# Heritage Units.



## Big Ed (Jun 16, 2009)

Does anyone follow the Heritage units?

I get e mails when they come rolling thru my state.
The CNJ smilie_daumenpos came through today. Runs the rail line right by my hometown that I was raised in. 







Maybe some don't know that you can follow them live on this site,
https://www.heritageunits.com

If you want you can sign up for e mail alerts too.
Checkout the site if you want :smokin:


----------



## Big Ed (Jun 16, 2009)

With a weathered look,









Photo off of https://www.heritageunits.com


----------



## gunrunnerjohn (Nov 10, 2010)

They need to wash them more often!


----------



## Big Ed (Jun 16, 2009)

gunrunnerjohn said:


> They need to wash them more often!


From the amount of weathering I see members do in all the scales I guess some will like that picture?

At least they are graffiti free, you know how much I love graffiti.


----------



## Fire21 (Mar 9, 2014)

I've seen the term many times. I guess I need to learn what heritage units are...


----------



## mopac (Feb 24, 2011)

Heritage units are locomotives done up in colors of railroads that were swallowed up.
Here are pics of Union Pacific Heritage units.

https://www.bing.com/images/search?q=up+heritage+locomotives&qpvt=up+heretge+locomotves&FORM=IGRE


----------



## prrfan (Dec 19, 2014)

Yes, several railroads have done this to honor the old “fallen flag” roads that were consolidated into their current system. 

Norfolk Southern and UP have painted units in the colors and schemes of it’s predecessor railroads. NS has the most because it is comprised of the most old roads.

Source excerpt:
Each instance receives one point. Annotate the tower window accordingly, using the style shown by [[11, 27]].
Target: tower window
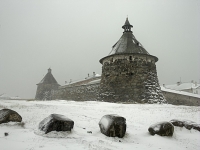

What the task requires:
Reproduce the heritage units thread above word for word, beginning at the words "At least they" and stopping after "heritage units are...".

Answer to this task:
At least they are graffiti free, you know how much I love graffiti.


----------



## Fire21 (Mar 9, 2014)

I've seen the term many times. I guess I need to learn what heritage units are...